## EXERCISE REQUIREMENTS
Can you convert these records into a two-column CSV with the headers "input" and "output", one row per record, putting each record's text and its answer in their own quoted fields with line breaks replaced by spaces? Leave the pictures out.

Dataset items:
** BEGIN **
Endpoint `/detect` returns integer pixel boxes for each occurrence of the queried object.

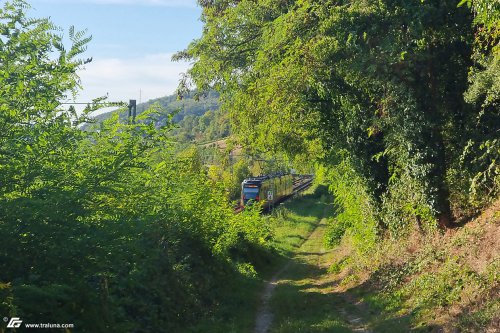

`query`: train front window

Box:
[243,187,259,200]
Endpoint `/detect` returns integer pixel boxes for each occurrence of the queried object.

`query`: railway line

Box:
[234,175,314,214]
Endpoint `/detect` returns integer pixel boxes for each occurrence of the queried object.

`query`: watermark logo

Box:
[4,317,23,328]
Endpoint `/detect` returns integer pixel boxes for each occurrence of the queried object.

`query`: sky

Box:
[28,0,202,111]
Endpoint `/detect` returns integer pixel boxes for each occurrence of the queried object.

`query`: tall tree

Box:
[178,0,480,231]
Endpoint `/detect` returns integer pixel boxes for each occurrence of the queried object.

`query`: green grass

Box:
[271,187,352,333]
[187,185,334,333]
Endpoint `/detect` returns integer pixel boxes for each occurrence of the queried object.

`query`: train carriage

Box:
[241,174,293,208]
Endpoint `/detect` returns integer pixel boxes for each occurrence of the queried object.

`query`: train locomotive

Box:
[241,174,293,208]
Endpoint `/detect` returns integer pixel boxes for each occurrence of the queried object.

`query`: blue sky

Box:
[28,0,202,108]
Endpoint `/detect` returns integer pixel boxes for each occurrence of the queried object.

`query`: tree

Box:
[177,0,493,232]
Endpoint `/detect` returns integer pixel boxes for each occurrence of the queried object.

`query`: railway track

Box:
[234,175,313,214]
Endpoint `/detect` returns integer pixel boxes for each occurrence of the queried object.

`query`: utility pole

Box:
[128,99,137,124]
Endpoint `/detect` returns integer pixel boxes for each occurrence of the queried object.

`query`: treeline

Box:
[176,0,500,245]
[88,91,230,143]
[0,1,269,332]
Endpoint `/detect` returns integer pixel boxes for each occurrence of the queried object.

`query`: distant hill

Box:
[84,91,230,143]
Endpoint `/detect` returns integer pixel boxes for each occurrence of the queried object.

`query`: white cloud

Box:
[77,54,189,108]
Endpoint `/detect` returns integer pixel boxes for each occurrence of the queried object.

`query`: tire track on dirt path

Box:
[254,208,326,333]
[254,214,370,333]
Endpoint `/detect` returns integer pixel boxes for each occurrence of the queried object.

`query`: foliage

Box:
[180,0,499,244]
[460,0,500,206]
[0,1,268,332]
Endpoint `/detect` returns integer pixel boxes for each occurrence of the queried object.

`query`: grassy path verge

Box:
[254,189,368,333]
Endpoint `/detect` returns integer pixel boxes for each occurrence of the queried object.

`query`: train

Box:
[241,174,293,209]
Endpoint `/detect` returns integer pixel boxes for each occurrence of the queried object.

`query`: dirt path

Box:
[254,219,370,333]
** END **
## RESPONSE FOR THIS EXERCISE
input,output
"Endpoint `/detect` returns integer pixel boxes for each occurrence of the queried object. `query`: train front window Box:","[243,187,259,200]"
"Endpoint `/detect` returns integer pixel boxes for each occurrence of the queried object. `query`: railway line Box:","[234,175,314,214]"
"Endpoint `/detect` returns integer pixel boxes for each occurrence of the queried object. `query`: watermark logo Box:","[4,317,23,328]"
"Endpoint `/detect` returns integer pixel boxes for each occurrence of the queried object. `query`: sky Box:","[28,0,202,111]"
"Endpoint `/detect` returns integer pixel boxes for each occurrence of the queried object. `query`: tall tree Box:","[178,0,480,231]"
"Endpoint `/detect` returns integer pixel boxes for each occurrence of the queried object. `query`: green grass Box:","[271,187,352,333] [187,185,334,333]"
"Endpoint `/detect` returns integer pixel boxes for each occurrence of the queried object. `query`: train carriage Box:","[241,174,293,208]"
"Endpoint `/detect` returns integer pixel boxes for each occurrence of the queried object. `query`: train locomotive Box:","[241,174,293,208]"
"Endpoint `/detect` returns integer pixel boxes for each occurrence of the queried object. `query`: blue sky Box:","[28,0,202,108]"
"Endpoint `/detect` returns integer pixel boxes for each occurrence of the queried object. `query`: tree Box:","[177,0,493,232]"
"Endpoint `/detect` returns integer pixel boxes for each occurrence of the queried object. `query`: railway track Box:","[234,175,313,214]"
"Endpoint `/detect` returns integer pixel boxes for each occurrence of the queried object. `query`: utility pole Box:","[128,99,137,124]"
"Endpoint `/detect` returns integer pixel boxes for each occurrence of the queried object. `query`: treeline Box:","[176,0,500,245] [88,91,230,143] [0,1,269,332]"
"Endpoint `/detect` returns integer pixel boxes for each occurrence of the queried object. `query`: distant hill Box:","[84,91,230,143]"
"Endpoint `/detect` returns integer pixel boxes for each occurrence of the queried object. `query`: white cloud Box:","[77,54,189,108]"
"Endpoint `/detect` returns integer pixel boxes for each occurrence of the queried object. `query`: tire track on dirt path Box:","[254,208,326,333] [254,214,370,333]"
"Endpoint `/detect` returns integer pixel boxes for each occurrence of the queried object. `query`: foliage Box:","[180,0,499,244] [460,0,500,206] [0,1,268,332]"
"Endpoint `/detect` returns integer pixel boxes for each occurrence of the queried object. `query`: grassy path verge Box:","[254,189,368,333]"
"Endpoint `/detect` returns integer pixel boxes for each occurrence of the queried object. `query`: train Box:","[241,174,293,209]"
"Endpoint `/detect` returns integer pixel boxes for each occurrence of the queried object. `query`: dirt path Box:","[254,219,370,333]"